Scientific classification
- Kingdom: Plantae
- Clade: Tracheophytes
- Clade: Angiosperms
- Clade: Monocots
- Clade: Commelinids
- Order: Poales
- Family: Poaceae
- Subfamily: Chloridoideae
- Genus: Orcuttia
- Species: O. viscida
- Binomial name: Orcuttia viscida (Hoover) J.Reeder

= Orcuttia viscida =

- Genus: Orcuttia
- Species: viscida
- Authority: (Hoover) J.Reeder
- Conservation status: LE

Species of flowering plant

Orcuttia viscida is a rare species of grass known by the common name Sacramento Orcutt grass.

==Distribution==
It is endemic to Sacramento County, California, where it grows only in vernal pools, a rare and declining type of habitat. As of 1997, two of the nine known populations had been extirpated as habitat has been consumed for urban development, and it was federally listed as an endangered species.

> _Work to complete_
[1] Render this sentence from the text on Sacramento Orcutt grass into Spanish: "Orcuttia viscida is a rare species of grass known by the common name Sacramento Orcutt grass."
[2] Supply a continuation of the text on Sacramento Orcutt grass, beginning after its final sentence.
The records play no part in the work here.

> _Supplied records_

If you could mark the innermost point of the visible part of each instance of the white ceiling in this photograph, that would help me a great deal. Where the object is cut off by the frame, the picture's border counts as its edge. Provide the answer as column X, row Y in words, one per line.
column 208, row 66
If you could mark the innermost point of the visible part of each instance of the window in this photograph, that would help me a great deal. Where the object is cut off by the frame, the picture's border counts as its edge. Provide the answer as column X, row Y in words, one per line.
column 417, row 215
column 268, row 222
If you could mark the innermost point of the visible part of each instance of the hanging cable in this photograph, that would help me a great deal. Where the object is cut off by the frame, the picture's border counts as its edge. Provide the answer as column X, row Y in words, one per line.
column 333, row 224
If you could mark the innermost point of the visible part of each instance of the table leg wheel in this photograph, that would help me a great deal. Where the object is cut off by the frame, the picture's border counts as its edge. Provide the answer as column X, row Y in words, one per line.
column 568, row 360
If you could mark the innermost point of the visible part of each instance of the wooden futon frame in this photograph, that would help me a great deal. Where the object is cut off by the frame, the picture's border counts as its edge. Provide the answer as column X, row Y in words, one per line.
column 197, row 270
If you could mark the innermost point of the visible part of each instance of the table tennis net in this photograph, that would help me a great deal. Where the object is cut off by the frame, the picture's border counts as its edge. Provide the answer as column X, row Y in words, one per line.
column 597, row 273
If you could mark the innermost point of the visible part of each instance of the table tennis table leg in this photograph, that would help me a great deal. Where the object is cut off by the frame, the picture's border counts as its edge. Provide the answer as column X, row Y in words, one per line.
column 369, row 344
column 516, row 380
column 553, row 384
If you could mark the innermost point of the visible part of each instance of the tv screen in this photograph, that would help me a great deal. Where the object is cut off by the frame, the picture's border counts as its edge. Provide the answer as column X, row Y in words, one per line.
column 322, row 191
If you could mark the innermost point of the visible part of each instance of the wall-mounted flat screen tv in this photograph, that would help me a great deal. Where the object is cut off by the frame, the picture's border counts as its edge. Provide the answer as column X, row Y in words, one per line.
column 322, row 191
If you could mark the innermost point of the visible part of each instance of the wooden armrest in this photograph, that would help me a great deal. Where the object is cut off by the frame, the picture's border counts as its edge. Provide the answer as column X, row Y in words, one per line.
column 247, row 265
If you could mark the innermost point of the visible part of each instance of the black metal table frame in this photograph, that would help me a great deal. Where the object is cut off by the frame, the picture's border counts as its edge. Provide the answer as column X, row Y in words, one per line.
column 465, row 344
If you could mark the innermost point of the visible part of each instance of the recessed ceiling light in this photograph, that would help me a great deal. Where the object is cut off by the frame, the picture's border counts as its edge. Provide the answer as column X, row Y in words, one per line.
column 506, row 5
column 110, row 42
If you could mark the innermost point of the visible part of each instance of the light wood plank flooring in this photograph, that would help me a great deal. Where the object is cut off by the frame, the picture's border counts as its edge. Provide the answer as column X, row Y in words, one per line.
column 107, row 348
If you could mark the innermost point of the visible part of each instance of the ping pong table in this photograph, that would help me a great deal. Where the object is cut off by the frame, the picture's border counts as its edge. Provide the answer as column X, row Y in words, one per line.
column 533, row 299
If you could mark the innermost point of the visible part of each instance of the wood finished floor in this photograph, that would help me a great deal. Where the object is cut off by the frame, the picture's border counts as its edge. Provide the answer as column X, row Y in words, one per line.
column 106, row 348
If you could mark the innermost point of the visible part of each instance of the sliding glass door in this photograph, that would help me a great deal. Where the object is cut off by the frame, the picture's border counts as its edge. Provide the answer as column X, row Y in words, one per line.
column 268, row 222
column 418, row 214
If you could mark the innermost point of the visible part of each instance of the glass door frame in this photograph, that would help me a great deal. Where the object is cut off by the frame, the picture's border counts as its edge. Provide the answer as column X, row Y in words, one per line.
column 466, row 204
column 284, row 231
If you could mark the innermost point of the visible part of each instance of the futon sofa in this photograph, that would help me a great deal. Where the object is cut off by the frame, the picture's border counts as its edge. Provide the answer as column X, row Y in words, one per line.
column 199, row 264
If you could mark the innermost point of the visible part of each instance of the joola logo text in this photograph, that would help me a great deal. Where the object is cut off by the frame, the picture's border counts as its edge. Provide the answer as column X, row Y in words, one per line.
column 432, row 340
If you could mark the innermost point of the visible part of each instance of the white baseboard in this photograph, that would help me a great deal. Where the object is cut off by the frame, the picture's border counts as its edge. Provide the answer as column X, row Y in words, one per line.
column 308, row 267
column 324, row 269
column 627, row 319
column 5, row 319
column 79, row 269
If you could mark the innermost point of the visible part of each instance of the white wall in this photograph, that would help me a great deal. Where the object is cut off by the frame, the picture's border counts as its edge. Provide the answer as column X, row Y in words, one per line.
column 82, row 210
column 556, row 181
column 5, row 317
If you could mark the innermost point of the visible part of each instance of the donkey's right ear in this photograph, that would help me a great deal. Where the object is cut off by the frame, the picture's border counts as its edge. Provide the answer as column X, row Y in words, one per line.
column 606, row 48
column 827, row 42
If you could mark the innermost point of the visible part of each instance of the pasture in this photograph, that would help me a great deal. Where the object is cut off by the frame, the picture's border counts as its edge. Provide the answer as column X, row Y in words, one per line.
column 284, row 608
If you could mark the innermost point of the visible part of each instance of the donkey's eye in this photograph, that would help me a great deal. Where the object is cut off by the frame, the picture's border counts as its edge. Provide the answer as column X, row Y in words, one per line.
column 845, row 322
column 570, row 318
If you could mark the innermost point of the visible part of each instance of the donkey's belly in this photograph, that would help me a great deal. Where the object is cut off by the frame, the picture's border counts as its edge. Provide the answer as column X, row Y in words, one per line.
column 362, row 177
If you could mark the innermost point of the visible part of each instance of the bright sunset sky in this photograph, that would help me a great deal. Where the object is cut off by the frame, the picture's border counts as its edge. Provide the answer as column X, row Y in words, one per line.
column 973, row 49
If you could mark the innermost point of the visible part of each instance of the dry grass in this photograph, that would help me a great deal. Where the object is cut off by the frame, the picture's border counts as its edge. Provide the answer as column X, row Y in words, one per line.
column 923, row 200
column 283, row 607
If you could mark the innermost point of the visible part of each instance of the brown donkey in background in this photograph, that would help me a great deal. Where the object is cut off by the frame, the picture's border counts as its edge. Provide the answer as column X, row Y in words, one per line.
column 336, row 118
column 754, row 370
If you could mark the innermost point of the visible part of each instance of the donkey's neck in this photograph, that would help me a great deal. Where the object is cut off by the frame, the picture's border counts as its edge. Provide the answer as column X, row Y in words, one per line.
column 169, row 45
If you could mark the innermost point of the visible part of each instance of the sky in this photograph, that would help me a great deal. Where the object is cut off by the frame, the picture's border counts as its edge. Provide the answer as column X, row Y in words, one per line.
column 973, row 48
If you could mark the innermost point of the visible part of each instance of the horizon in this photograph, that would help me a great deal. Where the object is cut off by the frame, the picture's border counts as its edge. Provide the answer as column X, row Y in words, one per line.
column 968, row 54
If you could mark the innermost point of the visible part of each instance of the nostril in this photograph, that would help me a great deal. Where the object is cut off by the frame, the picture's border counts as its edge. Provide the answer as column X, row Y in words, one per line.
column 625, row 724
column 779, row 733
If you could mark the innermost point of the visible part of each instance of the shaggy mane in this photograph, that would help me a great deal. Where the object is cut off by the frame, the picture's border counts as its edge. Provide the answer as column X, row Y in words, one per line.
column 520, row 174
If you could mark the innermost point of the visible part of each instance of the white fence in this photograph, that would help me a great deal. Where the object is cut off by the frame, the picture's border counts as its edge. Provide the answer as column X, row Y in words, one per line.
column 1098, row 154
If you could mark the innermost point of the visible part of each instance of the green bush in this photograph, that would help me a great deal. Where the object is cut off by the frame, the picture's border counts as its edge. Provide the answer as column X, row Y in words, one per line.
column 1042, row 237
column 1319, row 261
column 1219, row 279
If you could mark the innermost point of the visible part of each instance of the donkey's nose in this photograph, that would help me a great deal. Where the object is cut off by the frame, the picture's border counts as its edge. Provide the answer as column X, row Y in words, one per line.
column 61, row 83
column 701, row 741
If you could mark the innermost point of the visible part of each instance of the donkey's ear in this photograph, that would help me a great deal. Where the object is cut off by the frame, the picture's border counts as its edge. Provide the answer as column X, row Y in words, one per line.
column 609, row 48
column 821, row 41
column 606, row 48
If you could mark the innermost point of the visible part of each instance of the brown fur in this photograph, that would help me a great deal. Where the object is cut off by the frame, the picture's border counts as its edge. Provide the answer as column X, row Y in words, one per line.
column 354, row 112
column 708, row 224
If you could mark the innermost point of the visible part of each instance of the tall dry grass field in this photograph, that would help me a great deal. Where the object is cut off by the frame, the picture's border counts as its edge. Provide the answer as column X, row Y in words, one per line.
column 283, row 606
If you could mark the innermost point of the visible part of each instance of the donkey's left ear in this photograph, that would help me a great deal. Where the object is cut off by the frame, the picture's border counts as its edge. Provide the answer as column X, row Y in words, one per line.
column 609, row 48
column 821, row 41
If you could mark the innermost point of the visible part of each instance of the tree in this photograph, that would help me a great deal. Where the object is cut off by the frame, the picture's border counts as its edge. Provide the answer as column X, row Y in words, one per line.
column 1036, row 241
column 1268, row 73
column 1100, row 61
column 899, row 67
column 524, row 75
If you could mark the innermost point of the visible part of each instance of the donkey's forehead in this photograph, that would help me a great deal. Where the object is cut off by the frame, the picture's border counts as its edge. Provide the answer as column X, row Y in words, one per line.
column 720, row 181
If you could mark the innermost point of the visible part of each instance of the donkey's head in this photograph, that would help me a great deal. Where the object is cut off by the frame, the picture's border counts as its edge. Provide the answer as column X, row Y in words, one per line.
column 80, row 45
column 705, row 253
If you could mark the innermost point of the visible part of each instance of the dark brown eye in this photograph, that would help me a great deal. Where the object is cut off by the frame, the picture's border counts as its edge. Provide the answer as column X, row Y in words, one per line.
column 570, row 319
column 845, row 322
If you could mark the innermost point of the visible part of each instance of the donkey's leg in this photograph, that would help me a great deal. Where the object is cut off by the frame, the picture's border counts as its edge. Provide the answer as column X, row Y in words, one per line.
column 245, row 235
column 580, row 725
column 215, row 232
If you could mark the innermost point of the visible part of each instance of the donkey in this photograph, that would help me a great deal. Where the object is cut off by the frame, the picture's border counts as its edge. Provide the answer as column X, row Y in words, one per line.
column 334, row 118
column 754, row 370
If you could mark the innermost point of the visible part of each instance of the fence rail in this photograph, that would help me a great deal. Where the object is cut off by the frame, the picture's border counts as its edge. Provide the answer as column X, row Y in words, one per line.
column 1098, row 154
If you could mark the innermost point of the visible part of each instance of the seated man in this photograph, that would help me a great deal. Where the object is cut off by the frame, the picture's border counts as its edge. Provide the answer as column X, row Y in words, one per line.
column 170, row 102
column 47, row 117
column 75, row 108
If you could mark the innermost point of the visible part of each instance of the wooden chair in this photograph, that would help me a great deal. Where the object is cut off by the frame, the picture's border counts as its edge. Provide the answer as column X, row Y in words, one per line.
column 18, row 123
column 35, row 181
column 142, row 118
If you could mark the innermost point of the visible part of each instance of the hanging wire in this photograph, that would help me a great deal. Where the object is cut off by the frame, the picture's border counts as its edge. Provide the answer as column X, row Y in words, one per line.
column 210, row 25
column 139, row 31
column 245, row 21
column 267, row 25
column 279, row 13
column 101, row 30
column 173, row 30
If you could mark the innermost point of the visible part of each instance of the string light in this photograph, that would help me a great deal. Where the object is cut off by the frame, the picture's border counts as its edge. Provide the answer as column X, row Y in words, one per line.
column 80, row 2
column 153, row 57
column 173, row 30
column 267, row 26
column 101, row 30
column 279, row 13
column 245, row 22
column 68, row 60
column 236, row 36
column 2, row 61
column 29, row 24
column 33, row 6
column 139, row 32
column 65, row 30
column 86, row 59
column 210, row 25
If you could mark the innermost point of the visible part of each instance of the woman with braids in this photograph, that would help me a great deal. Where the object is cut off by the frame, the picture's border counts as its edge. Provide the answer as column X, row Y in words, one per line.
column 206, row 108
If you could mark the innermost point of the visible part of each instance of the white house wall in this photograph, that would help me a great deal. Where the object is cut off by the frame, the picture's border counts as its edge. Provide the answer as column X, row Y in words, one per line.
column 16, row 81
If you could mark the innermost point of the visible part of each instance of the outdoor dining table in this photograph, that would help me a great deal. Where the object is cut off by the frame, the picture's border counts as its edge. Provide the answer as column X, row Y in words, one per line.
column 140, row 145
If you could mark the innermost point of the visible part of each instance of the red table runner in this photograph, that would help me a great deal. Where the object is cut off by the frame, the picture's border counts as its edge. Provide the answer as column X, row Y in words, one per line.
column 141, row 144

> _Results for each task_
[1] Orcuttia viscida es una especie rara de pasto conocida por el nombre común de Sacramento Orcutt grass.

[2]
Since its listing, one additional occurrence of the plant has been discovered, for a total of eight extant populations.

==Description==
Orcuttia viscida is a small, hairy, aromatic annual grass forming sticky, glandular tufts up to 10 or 15 centimeters in maximum height. The inflorescence is a small, crowded cluster of spikelets with awned tips that curve outward at maturity, giving the spikes a bristly appearance.